*** Records shown

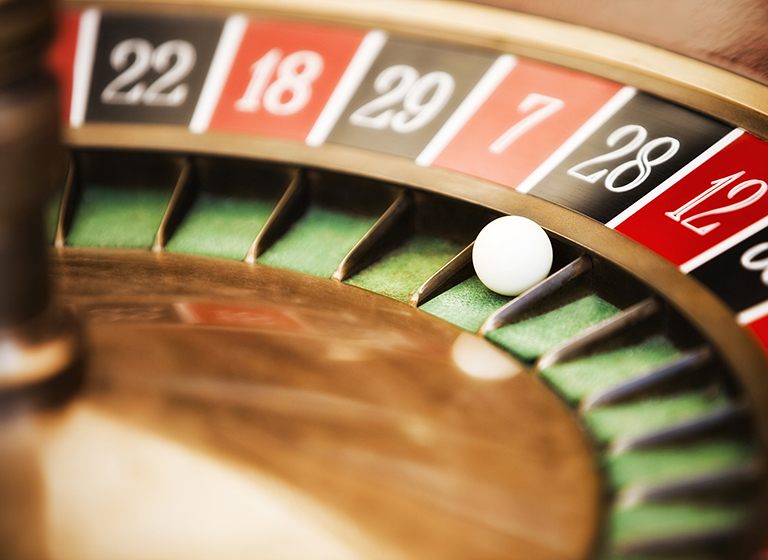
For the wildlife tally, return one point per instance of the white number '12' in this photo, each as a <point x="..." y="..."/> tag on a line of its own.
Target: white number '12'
<point x="292" y="89"/>
<point x="717" y="186"/>
<point x="145" y="58"/>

******

* **Exercise goal**: Would you return the records exactly, keeping out every picture?

* **Response**:
For the wildlife tally, return one point per instance of the white number '12' in this photo, each as a <point x="..." y="..."/> tag on a line of its own.
Target: white number '12'
<point x="292" y="89"/>
<point x="717" y="186"/>
<point x="145" y="58"/>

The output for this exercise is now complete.